» **THE PROBLEM**: Reproduce the records below exactly; the images should not appear.

SUPPLIED MATERIAL section start

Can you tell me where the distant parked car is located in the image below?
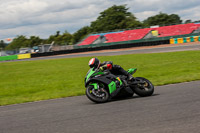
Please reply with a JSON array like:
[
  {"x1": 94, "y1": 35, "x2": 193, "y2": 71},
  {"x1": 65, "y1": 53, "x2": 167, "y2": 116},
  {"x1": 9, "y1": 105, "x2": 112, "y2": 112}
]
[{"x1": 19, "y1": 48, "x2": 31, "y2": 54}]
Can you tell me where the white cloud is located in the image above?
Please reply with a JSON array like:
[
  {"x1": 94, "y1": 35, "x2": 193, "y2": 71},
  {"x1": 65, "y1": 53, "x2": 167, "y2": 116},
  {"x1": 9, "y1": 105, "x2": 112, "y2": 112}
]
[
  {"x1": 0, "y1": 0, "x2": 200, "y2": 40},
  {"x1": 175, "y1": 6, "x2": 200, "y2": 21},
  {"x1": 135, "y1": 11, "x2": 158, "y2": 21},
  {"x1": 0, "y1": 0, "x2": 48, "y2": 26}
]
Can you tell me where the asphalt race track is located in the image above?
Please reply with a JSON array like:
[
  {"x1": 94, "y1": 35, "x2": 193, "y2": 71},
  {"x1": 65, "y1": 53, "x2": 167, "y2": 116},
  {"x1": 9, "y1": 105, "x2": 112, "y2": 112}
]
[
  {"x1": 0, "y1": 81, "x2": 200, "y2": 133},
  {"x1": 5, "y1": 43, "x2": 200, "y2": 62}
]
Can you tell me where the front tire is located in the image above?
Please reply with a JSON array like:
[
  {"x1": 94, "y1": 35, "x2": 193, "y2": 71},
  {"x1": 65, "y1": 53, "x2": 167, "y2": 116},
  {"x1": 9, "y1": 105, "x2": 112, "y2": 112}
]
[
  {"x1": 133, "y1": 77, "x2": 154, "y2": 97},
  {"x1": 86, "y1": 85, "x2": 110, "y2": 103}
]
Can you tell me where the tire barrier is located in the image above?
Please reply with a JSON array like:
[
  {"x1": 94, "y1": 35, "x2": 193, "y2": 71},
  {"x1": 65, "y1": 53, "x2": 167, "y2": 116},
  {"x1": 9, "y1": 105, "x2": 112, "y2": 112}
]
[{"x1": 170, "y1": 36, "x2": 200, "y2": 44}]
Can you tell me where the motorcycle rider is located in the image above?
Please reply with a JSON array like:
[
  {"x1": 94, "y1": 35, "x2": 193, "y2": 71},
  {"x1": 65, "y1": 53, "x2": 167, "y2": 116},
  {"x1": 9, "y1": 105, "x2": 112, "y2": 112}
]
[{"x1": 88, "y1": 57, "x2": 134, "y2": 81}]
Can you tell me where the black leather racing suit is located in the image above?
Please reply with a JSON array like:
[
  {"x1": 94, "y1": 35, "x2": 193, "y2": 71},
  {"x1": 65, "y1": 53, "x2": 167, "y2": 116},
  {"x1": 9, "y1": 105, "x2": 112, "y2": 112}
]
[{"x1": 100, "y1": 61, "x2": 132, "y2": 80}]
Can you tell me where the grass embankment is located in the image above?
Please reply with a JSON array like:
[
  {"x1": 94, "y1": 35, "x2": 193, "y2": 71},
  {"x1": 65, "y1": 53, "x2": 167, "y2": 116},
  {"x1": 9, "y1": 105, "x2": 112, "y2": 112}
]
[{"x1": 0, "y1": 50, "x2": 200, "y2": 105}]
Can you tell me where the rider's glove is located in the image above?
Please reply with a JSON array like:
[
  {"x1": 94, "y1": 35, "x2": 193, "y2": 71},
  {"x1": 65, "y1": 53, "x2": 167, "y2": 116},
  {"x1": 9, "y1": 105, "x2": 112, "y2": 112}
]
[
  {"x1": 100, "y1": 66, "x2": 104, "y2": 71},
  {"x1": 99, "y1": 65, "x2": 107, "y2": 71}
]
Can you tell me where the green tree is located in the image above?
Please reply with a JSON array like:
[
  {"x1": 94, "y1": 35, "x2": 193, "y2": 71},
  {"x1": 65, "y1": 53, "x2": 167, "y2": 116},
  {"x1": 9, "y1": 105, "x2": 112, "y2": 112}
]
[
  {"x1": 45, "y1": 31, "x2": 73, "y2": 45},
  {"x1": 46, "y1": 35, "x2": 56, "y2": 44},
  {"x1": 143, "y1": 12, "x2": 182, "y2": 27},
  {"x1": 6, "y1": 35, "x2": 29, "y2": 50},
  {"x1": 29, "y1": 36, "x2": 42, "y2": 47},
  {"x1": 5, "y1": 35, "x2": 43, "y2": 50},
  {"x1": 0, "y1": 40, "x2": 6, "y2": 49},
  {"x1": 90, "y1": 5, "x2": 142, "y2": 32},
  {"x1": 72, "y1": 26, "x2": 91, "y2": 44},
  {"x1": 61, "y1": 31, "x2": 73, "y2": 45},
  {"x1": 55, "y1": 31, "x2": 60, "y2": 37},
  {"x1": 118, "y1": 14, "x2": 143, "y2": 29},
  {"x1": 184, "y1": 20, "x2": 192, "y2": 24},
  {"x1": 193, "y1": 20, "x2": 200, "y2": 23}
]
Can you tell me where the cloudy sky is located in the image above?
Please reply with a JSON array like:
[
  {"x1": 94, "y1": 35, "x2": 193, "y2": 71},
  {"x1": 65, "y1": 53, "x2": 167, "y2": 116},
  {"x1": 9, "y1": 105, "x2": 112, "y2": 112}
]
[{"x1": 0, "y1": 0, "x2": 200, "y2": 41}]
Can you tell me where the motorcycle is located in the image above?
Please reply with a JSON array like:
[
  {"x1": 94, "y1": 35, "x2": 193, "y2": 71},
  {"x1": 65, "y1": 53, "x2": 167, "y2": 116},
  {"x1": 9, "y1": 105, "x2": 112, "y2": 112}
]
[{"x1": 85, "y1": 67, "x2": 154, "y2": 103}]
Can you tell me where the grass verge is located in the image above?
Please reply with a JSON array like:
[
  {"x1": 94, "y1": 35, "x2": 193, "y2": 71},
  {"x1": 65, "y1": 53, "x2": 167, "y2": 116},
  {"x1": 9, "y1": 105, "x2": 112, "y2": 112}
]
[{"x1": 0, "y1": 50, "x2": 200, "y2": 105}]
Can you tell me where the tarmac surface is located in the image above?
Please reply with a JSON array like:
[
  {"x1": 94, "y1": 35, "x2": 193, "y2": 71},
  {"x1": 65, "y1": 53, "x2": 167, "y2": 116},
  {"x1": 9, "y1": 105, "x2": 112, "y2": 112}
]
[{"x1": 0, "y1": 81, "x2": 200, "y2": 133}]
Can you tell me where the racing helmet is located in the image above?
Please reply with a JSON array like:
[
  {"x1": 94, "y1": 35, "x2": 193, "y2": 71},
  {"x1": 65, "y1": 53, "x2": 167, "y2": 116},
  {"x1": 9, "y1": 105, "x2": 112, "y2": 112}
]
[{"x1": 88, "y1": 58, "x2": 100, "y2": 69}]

SUPPLIED MATERIAL section end

» **EXERCISE RESULT**:
Can you tell me where the distant parked car is located in the image below?
Please reply with a JSON array like:
[
  {"x1": 94, "y1": 35, "x2": 193, "y2": 71},
  {"x1": 65, "y1": 53, "x2": 167, "y2": 116},
  {"x1": 9, "y1": 105, "x2": 112, "y2": 112}
]
[{"x1": 19, "y1": 48, "x2": 31, "y2": 54}]
Can you tell me where the white cloud is located in the image above?
Please reply with a JSON array like:
[
  {"x1": 94, "y1": 35, "x2": 193, "y2": 71},
  {"x1": 65, "y1": 53, "x2": 167, "y2": 116},
  {"x1": 9, "y1": 105, "x2": 112, "y2": 112}
]
[
  {"x1": 0, "y1": 0, "x2": 200, "y2": 40},
  {"x1": 175, "y1": 6, "x2": 200, "y2": 21},
  {"x1": 135, "y1": 11, "x2": 158, "y2": 21},
  {"x1": 0, "y1": 0, "x2": 48, "y2": 26}
]
Can you tell me where the asphalt race track is located in the image above?
Please reply with a JSON array like:
[
  {"x1": 94, "y1": 35, "x2": 193, "y2": 71},
  {"x1": 65, "y1": 53, "x2": 167, "y2": 116},
  {"x1": 9, "y1": 105, "x2": 112, "y2": 112}
]
[
  {"x1": 0, "y1": 81, "x2": 200, "y2": 133},
  {"x1": 5, "y1": 43, "x2": 200, "y2": 62}
]
Can you tell me where the front tire is located in the image above?
Please reply with a JSON array like:
[
  {"x1": 94, "y1": 35, "x2": 193, "y2": 71},
  {"x1": 65, "y1": 53, "x2": 167, "y2": 116},
  {"x1": 9, "y1": 105, "x2": 112, "y2": 112}
]
[
  {"x1": 133, "y1": 77, "x2": 154, "y2": 97},
  {"x1": 86, "y1": 85, "x2": 110, "y2": 103}
]
Can you tell me where the tire barrier is located in the image above?
Please reply with a JSON array like:
[
  {"x1": 94, "y1": 35, "x2": 193, "y2": 71},
  {"x1": 65, "y1": 53, "x2": 167, "y2": 116},
  {"x1": 9, "y1": 105, "x2": 112, "y2": 112}
]
[{"x1": 170, "y1": 36, "x2": 200, "y2": 44}]
Can you tell me where the motorcycle rider is located in the image above?
Please reply with a JSON array like:
[
  {"x1": 94, "y1": 35, "x2": 193, "y2": 71},
  {"x1": 65, "y1": 53, "x2": 167, "y2": 116},
  {"x1": 9, "y1": 105, "x2": 112, "y2": 112}
]
[{"x1": 88, "y1": 57, "x2": 134, "y2": 81}]
Can you tell me where the black leather racing suit is located in the image above?
Please reply with a JSON array like:
[
  {"x1": 94, "y1": 35, "x2": 193, "y2": 71},
  {"x1": 65, "y1": 53, "x2": 167, "y2": 116},
  {"x1": 9, "y1": 105, "x2": 112, "y2": 112}
]
[{"x1": 100, "y1": 61, "x2": 132, "y2": 80}]
Can you tell me where the grass embankment is located in the image above?
Please reply with a JSON array like:
[
  {"x1": 94, "y1": 35, "x2": 193, "y2": 71},
  {"x1": 65, "y1": 53, "x2": 167, "y2": 116},
  {"x1": 9, "y1": 105, "x2": 112, "y2": 112}
]
[{"x1": 0, "y1": 50, "x2": 200, "y2": 105}]
Can you tell me where the rider's glove is located in the image above?
Please reply with a JSON array like:
[
  {"x1": 94, "y1": 35, "x2": 193, "y2": 71},
  {"x1": 65, "y1": 53, "x2": 167, "y2": 116},
  {"x1": 9, "y1": 105, "x2": 112, "y2": 112}
]
[
  {"x1": 100, "y1": 66, "x2": 104, "y2": 71},
  {"x1": 99, "y1": 65, "x2": 107, "y2": 71}
]
Can you tell me where the green tree is located in the image above?
Please reply with a JSON array like:
[
  {"x1": 94, "y1": 35, "x2": 193, "y2": 71},
  {"x1": 65, "y1": 53, "x2": 167, "y2": 116},
  {"x1": 9, "y1": 105, "x2": 112, "y2": 112}
]
[
  {"x1": 45, "y1": 31, "x2": 73, "y2": 45},
  {"x1": 46, "y1": 35, "x2": 56, "y2": 44},
  {"x1": 143, "y1": 12, "x2": 182, "y2": 27},
  {"x1": 6, "y1": 35, "x2": 29, "y2": 50},
  {"x1": 29, "y1": 36, "x2": 42, "y2": 47},
  {"x1": 5, "y1": 35, "x2": 43, "y2": 50},
  {"x1": 0, "y1": 40, "x2": 6, "y2": 49},
  {"x1": 90, "y1": 5, "x2": 142, "y2": 32},
  {"x1": 72, "y1": 26, "x2": 91, "y2": 44},
  {"x1": 61, "y1": 31, "x2": 73, "y2": 45},
  {"x1": 55, "y1": 31, "x2": 60, "y2": 37},
  {"x1": 118, "y1": 14, "x2": 143, "y2": 29},
  {"x1": 184, "y1": 20, "x2": 192, "y2": 24},
  {"x1": 193, "y1": 20, "x2": 200, "y2": 23}
]
Can you tell me where the cloudy sky is located in the image above?
Please reply with a JSON array like:
[
  {"x1": 94, "y1": 35, "x2": 193, "y2": 71},
  {"x1": 65, "y1": 53, "x2": 167, "y2": 116},
  {"x1": 9, "y1": 105, "x2": 112, "y2": 112}
]
[{"x1": 0, "y1": 0, "x2": 200, "y2": 41}]
Can you tell me where the motorcycle is located in the image above?
Please reply with a JSON array like:
[
  {"x1": 94, "y1": 35, "x2": 193, "y2": 71},
  {"x1": 65, "y1": 53, "x2": 167, "y2": 116},
  {"x1": 9, "y1": 105, "x2": 112, "y2": 112}
]
[{"x1": 85, "y1": 67, "x2": 154, "y2": 103}]
Can you tell me where the grass verge is located in the image above?
Please reply with a JSON array like:
[
  {"x1": 94, "y1": 35, "x2": 193, "y2": 71},
  {"x1": 65, "y1": 53, "x2": 167, "y2": 116},
  {"x1": 9, "y1": 105, "x2": 112, "y2": 112}
]
[{"x1": 0, "y1": 50, "x2": 200, "y2": 105}]
Can you tell me where the tarmac surface is located in the image above?
Please reply with a JSON array like:
[
  {"x1": 94, "y1": 35, "x2": 193, "y2": 71},
  {"x1": 65, "y1": 53, "x2": 167, "y2": 116},
  {"x1": 9, "y1": 105, "x2": 112, "y2": 112}
]
[{"x1": 0, "y1": 81, "x2": 200, "y2": 133}]
Can you tell me where the racing helmet is located in the image above?
Please reply with a JSON array like:
[
  {"x1": 94, "y1": 35, "x2": 193, "y2": 71},
  {"x1": 65, "y1": 53, "x2": 167, "y2": 116},
  {"x1": 9, "y1": 105, "x2": 112, "y2": 112}
]
[{"x1": 88, "y1": 58, "x2": 100, "y2": 69}]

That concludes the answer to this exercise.